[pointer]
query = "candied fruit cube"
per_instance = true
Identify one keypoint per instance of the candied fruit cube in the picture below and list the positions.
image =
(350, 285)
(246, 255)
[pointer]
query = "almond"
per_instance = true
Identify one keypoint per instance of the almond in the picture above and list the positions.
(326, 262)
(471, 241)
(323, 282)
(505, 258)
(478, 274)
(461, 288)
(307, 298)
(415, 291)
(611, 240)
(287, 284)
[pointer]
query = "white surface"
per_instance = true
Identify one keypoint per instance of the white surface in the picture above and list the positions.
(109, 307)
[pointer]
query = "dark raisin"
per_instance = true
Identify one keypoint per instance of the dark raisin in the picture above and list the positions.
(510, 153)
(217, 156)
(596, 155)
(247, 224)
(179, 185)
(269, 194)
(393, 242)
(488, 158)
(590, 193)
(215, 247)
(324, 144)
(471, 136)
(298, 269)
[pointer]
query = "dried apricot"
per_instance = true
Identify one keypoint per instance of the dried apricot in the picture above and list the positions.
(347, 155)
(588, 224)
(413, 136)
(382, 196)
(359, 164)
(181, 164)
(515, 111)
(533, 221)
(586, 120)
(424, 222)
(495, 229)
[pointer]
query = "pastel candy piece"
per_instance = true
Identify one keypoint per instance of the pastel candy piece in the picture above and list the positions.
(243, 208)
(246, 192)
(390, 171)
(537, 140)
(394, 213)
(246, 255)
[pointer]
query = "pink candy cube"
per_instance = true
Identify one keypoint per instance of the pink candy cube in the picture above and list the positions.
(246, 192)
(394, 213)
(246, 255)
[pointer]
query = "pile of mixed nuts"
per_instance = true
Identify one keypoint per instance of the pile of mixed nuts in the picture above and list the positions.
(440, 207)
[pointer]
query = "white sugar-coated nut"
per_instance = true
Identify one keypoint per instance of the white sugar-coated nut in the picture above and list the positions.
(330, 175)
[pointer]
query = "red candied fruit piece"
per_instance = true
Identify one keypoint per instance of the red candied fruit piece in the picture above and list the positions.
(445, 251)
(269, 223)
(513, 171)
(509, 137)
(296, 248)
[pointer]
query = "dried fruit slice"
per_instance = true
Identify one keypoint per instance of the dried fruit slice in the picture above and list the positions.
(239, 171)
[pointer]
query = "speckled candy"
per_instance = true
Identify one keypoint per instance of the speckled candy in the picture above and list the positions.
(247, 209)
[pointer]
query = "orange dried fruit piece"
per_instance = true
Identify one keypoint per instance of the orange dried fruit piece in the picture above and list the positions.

========================

Copy out every line of the listing above that contains the string "pile".

query = "pile of mixed nuts"
Identify one keypoint per instance of the pile of mixed nuts in the picture above and list the positions.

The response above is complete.